━━ TEXTE À ANALYSER ━━
En novembre 1945, Ambroise Croizat arrive au Ministère du travail pour mettre en place l’ordonnance d’octobre instituant la Sécurité Sociale. En quelque mois, avec l’appui des syndicalistes de la CGT, il crée le réseau des caisses primaires d’assurance maladie et d’allocations familiales, qui révolutionne la vie des classes populaires en les délivrant de la peur du lendemain. Aujourd’hui pourtant, ni les manuels d’Histoire ni même l’Ecole Normale Supérieure de la Sécurité Sociale ne mentionnent le nom de ce député communiste, éclipsé par le haut fonctionnaire Pierre Laroque. Le documentaire de Gilles Perret entend réhabiliter la mémoire de cet unique ministre du travail à avoir été issu de la classe ouvrière, retracer l’évolution de la Sécu et alerter sur les menaces qui pèsent aujourd’hui sur elle.

La Sociale a pour fil rouge le récit ému de la vie d’Ambroise Croizat par Michel Etiévent, historien qui consacre sa vie à rappeler celle de l’homme qui lui permit, à lui petit-fils d’ouvrier, grâce à la création des comités d’entreprises, de partir en vacances, d’avoir accès à des livres et à des bourses d’études. Autour de lui convergent les témoignages de sociologues, de la fille de Croizat et surtout de Jolfred Fregonara, « dernier poilu de la Sécu » qui œuvra à sa mise en place en Haute Savoie. Ensemble, ils évoquent le rapport de forces ayant permis cette avancée sociale que les patrons voyaient d’un mauvais œil (menaçant à l’époque de se délocaliser dans les colonies…), la conviction qui guidait toute une génération de politiciens issus du Conseil National de la Résistance que le politique doit commander l’économique et non l’inverse, mais aussi les attaques que « la Sociale » subit depuis 1967.
━━━
SÉRIE D'EXERCICES:
1. D'après le texte sur Ambroise Croizat, quel haut fonctionnaire a éclipsé le nom de ce député communiste ?
2. Recopiez, dans le texte sur Ambroise Croizat, le passage allant de « En novembre 1945, Ambroise » jusqu'à « aujourd’hui sur elle. ».
3. Poursuivez le texte sur Ambroise Croizat à partir de l'endroit où il s'arrête.
Le matériel ci-dessous est indépendant du texte sur Ambroise Croizat.
━━ DONNÉES EXTRAITES ━━
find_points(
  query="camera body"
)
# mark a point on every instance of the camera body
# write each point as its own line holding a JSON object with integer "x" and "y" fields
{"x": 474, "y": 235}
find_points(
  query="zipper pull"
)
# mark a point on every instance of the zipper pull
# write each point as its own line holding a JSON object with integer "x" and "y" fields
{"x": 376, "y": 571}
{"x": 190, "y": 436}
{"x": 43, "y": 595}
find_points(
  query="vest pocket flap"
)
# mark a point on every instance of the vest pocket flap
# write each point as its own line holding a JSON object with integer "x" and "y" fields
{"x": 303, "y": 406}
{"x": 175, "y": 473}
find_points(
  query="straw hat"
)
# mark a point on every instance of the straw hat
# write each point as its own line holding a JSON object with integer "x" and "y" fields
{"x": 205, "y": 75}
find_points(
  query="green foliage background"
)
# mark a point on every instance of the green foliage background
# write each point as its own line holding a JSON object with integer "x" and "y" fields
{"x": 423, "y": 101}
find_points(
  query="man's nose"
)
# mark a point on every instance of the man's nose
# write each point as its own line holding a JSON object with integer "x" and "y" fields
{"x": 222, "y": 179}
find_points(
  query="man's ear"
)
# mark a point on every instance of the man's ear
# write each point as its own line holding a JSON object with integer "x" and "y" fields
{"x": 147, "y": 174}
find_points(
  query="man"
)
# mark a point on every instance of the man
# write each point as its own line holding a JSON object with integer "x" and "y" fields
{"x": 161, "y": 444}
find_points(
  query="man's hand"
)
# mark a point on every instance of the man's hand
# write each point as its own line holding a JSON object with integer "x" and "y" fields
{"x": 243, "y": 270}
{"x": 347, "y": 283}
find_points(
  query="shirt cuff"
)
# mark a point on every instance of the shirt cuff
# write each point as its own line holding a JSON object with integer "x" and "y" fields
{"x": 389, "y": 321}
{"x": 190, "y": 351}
━━━
CORRIGÉ DES EXERCICES:
1. Pierre Laroque.

2.
En novembre 1945, Ambroise Croizat arrive au Ministère du travail pour mettre en place l’ordonnance d’octobre instituant la Sécurité Sociale. En quelque mois, avec l’appui des syndicalistes de la CGT, il crée le réseau des caisses primaires d’assurance maladie et d’allocations familiales, qui révolutionne la vie des classes populaires en les délivrant de la peur du lendemain. Aujourd’hui pourtant, ni les manuels d’Histoire ni même l’Ecole Normale Supérieure de la Sécurité Sociale ne mentionnent le nom de ce député communiste, éclipsé par le haut fonctionnaire Pierre Laroque. Le documentaire de Gilles Perret entend réhabiliter la mémoire de cet unique ministre du travail à avoir été issu de la classe ouvrière, retracer l’évolution de la Sécu et alerter sur les menaces qui pèsent aujourd’hui sur elle.

3.
Le film se clôt ainsi sur les déclarations consternantes d’Anne Gervais, porte-parole du Mouvement de défense de l’hôpital public, expliquant comment le fameux « trou de la Sécu » qu’on voudrait imputer aux inconséquences des citoyens résulte surtout de la complaisance du système envers les laboratoires pharmaceutiques, qui surfacturent allégrement le prix de leurs médicaments. Emouvante contribution à la mémoire ouvrière, La Sociale se mue alors en sonnette d’alarme salutaire.